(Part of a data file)
◆ ◆ ◆ ◆

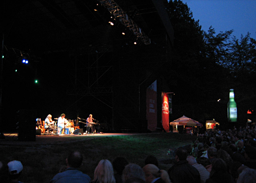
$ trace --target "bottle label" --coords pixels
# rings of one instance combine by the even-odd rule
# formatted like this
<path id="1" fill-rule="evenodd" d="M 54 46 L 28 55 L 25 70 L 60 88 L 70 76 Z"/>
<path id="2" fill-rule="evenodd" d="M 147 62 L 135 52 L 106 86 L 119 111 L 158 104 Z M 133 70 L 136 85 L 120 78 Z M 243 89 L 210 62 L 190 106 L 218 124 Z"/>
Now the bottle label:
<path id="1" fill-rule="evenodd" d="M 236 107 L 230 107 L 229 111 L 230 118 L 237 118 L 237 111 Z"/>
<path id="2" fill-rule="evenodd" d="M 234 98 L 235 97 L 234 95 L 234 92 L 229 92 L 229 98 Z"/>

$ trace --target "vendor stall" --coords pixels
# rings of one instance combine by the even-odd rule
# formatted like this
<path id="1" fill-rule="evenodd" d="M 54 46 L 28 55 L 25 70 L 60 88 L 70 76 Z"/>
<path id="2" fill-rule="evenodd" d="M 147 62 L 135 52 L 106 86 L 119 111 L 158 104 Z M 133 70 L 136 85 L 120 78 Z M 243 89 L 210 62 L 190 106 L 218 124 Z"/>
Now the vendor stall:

◆ ◆ ◆ ◆

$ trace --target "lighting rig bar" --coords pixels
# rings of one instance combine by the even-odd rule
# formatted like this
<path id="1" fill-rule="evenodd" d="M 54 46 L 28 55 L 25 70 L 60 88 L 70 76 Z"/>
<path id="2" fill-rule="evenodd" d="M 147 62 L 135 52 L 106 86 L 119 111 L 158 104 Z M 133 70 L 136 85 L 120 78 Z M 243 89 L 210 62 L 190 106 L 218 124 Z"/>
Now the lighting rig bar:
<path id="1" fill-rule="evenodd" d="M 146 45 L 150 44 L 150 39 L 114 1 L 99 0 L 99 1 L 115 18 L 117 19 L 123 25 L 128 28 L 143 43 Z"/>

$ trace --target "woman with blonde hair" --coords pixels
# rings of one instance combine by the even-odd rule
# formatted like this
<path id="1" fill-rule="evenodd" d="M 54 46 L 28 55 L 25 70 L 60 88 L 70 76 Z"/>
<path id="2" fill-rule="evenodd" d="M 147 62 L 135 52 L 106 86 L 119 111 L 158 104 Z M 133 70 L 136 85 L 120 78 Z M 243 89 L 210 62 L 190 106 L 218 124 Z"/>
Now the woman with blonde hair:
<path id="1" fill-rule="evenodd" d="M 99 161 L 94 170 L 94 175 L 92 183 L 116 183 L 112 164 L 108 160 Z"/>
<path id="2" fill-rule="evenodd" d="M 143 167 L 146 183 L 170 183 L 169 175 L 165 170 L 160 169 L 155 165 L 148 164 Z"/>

◆ ◆ ◆ ◆

EXERCISE PROMPT: Gather every line of the records above that contains the word "lighting", and copy each one.

REPLY TO THE EXERCISE:
$ trace --target "lighting rig bar" --coords pixels
Now the lighting rig bar:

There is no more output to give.